今週火曜日に行われた事務局長とハミド・カルザイアフガニスタン大統領との会談において、母親の健康が重要な議題として話し合われた。大統領は、アフガニスタンの妊産婦死亡率が受け入れがたいほど高く、その危機的状況を救うため国連人口基金が支援を行っていることに対し、感謝の意を示した。同国では出産約60件につき1人の女性が死亡しており、地域によってはその4倍にものぼる。

カルザイ大統領は、2008年に予定されているアフガニスタン初の総合的な国勢調査を国連人口基金が支援することに対し、感謝の意を表明した。国連人口基金は、国の計画と再建に不可欠なデータを収集するために、同国のスタッフを訓練し、また技術的支援の提供や資金調達などを行っている。

4日間のアフガニスタン訪問の3日目にあたる今朝、国連事務次長も兼務するオベイドは、国連人口基金が支援した産科ろう孔(フィスチュラ)治療を行うマラライ(Malalai)病院の手術施設の落成式に、サイード・モハメッド・アミン・ファーテミー(Sayed Mohammed Amin Fatemi)保健相とともに参加した。閉塞性分娩の際適切な医療処置を受けられず悲惨な障害に至るケースはアフガニスタン全土に広がっているにもかかわらず、これまでは治療を受けることすら出来なかった。産科ろう孔も妊産婦死亡もその原因は同じである。つまり、専門技能者の立会いや緊急産科ケアを受けられない出産をあまりにも頻繁に、また若い頃から行うためである。アフガニスタンでは、5年前よりは医療ケアを広く利用できるようになっているものの、女性の健康サービス提供者が危機的に不足している。国連人口基金は、パートナー団体とともに助産士訓練を支援し、3つの遠隔地域にある8つの産科病院を支援している。

----------

問題の詳細 ▸
アフガニスタンの母親の健康に関する記事のうち、「今週火曜日に行われた事務局長」から始めて「よってはその4倍にものぼる。」までの部分を、「国連人口基金」を「UNFPA」に置き換えて書き直してください。

入力データ ▸
----------

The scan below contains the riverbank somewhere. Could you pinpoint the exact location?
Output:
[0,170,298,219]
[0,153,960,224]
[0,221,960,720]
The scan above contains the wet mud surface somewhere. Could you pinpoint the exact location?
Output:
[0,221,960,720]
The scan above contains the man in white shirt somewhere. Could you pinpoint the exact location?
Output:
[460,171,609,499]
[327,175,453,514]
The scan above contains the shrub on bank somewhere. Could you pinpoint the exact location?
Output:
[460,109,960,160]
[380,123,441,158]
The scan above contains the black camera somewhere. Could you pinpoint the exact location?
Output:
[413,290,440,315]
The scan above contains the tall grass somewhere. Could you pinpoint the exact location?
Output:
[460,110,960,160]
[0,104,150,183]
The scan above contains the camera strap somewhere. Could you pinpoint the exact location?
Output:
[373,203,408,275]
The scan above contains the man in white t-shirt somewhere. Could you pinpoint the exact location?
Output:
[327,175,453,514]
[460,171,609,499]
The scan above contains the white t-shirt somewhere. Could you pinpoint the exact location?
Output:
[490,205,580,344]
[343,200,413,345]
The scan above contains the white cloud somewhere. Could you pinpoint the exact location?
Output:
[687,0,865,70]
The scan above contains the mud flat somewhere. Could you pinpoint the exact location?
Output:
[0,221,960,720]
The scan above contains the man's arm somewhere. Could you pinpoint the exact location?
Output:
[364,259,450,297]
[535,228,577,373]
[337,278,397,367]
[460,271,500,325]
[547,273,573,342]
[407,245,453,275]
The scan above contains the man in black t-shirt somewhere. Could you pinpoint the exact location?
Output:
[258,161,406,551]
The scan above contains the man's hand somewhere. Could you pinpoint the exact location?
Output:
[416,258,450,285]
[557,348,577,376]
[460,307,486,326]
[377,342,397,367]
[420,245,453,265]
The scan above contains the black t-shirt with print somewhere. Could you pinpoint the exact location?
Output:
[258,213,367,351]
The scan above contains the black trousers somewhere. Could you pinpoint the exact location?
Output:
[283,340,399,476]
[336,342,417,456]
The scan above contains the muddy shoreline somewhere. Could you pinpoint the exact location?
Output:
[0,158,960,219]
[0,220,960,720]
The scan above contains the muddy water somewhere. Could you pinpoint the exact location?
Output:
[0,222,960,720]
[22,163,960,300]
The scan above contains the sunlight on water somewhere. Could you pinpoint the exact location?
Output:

----------

最終回答 ▸
今週火曜日に行われた事務局長とハミド・カルザイアフガニスタン大統領との会談において、母親の健康が重要な議題として話し合われた。大統領は、アフガニスタンの妊産婦死亡率が受け入れがたいほど高く、その危機的状況を救うためUNFPAが支援を行っていることに対し、感謝の意を示した。同国では出産約60件につき1人の女性が死亡しており、地域によってはその4倍にものぼる。